* [WHAT THIS TASK INVOLVES]:
Return the lines in the entries below exactly as they appear, starting with the line that contains "the pelican's black" and continuing through the last line of the entries.

* [PROVIDED ENTRIES]:
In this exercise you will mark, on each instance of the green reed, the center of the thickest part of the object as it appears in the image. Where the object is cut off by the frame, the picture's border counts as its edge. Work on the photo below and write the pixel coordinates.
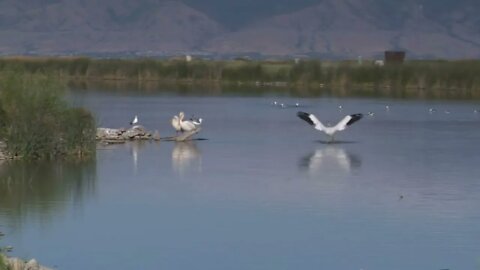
(413, 78)
(35, 120)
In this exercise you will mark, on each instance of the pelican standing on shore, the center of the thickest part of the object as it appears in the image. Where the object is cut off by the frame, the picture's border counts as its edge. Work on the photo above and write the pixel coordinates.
(176, 124)
(186, 125)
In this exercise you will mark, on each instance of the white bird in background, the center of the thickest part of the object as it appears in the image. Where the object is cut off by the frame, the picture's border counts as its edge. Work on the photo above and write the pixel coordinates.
(134, 121)
(186, 125)
(330, 131)
(176, 124)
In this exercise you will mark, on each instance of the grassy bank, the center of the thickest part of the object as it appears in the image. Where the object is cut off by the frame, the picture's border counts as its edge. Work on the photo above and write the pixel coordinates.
(35, 121)
(435, 79)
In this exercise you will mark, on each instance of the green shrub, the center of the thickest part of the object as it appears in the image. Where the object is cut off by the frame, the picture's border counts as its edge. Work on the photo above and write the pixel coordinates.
(35, 120)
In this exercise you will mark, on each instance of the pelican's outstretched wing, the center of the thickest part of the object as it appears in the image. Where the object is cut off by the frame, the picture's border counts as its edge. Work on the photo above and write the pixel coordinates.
(347, 121)
(311, 119)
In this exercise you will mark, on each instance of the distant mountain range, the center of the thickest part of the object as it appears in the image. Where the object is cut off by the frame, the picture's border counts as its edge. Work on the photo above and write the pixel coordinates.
(325, 28)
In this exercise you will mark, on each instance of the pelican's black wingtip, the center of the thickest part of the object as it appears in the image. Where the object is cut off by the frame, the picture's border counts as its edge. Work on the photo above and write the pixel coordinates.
(306, 117)
(354, 118)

* [WRITTEN SOLUTION]:
In this exercise you will mark, on each instance of the pelican's black wingtip, the center of the thickest part of the object as it appears in the image. Where the object is cut off by the frame, the picture's border counts as its edge. Work on the photo above and write the pixel coordinates.
(306, 117)
(354, 118)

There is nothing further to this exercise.